_Excerpted records_:

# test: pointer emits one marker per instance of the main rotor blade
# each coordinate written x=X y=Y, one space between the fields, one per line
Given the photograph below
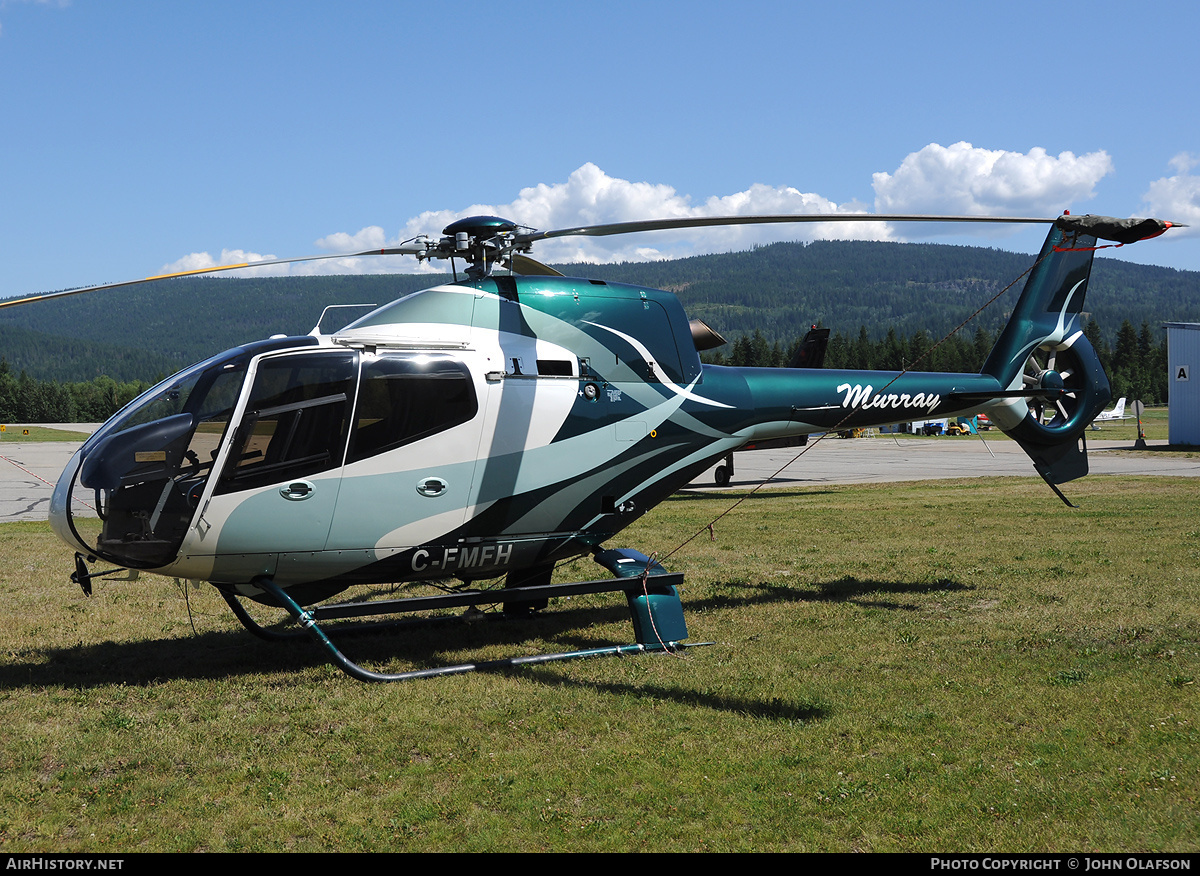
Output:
x=714 y=221
x=402 y=250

_Task instructions_: Add 50 to every x and y coordinate in the answers of the entries above. Then write out all of their lines again, including the instruction lines, and leave out the pictures.

_Result for this exercise_:
# test: pointer emits one marker per instance of the main rotor blade
# each coordinate written x=X y=Y, one space between the fields, one per line
Given the photograph below
Output:
x=764 y=271
x=452 y=300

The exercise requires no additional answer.